- Given exercise -
Starting at the line that contains "the white foam." and stopping after the line that contains "column 346, row 210", reproduce the listing with "wildlife count" changed to "shoreline survey" and everything else left as it is.

* Start Records shown *

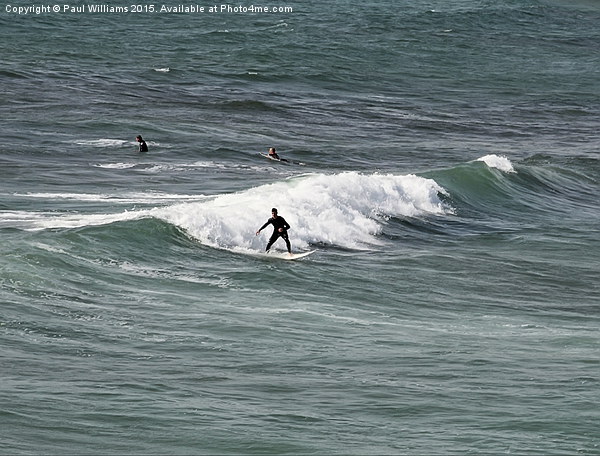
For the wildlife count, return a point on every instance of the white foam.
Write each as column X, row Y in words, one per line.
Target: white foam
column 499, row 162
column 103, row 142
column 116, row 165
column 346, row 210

* End Records shown *
* Start Records shown *

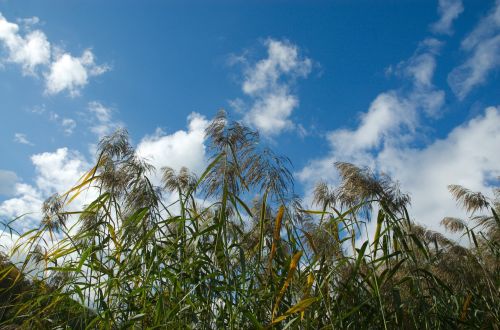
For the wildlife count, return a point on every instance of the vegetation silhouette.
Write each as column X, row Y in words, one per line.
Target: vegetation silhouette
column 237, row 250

* End Records shown *

- Reply to the exercise -
For the shoreline survey, return a point on every instance of the white foam.
Write each as column X, row Y in words, one per line.
Target: white foam
column 499, row 162
column 103, row 142
column 116, row 165
column 346, row 210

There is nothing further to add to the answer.